> _PROBLEM DESCRIPTION_: Copy each line below in which the string "query" occurs.

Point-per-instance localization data

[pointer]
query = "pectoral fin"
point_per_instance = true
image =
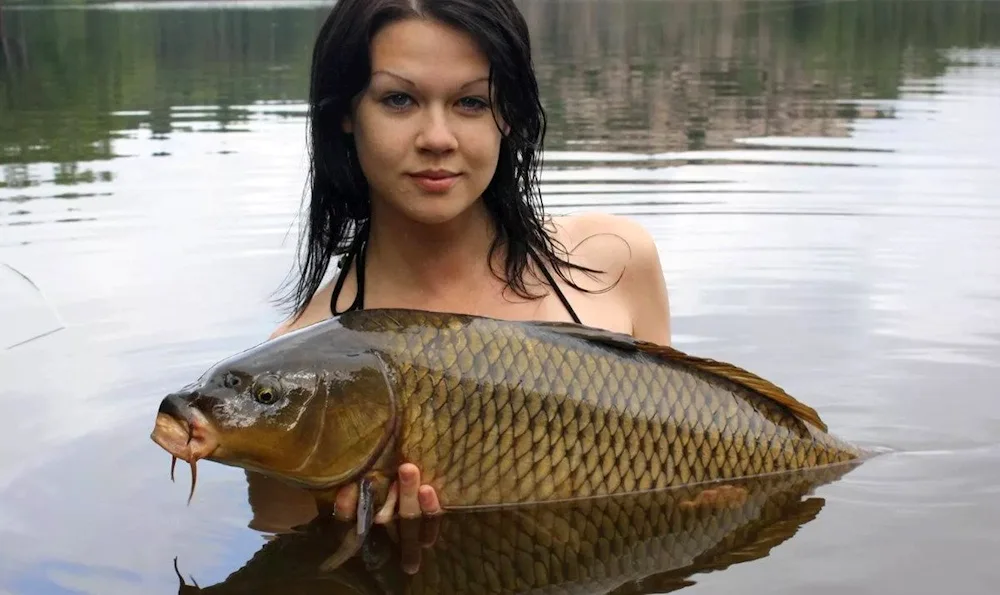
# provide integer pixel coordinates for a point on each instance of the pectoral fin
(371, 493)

---

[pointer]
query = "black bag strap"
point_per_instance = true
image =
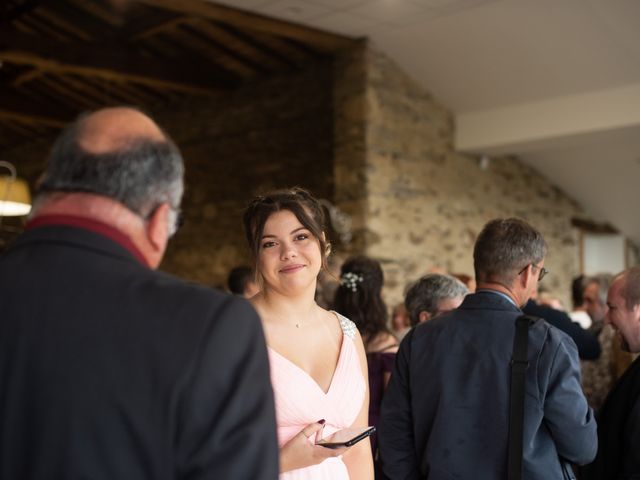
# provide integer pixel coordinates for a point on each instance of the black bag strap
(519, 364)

> _SOLUTION TO THIS TASK_:
query = "pectoral fin"
query = "black bag strap"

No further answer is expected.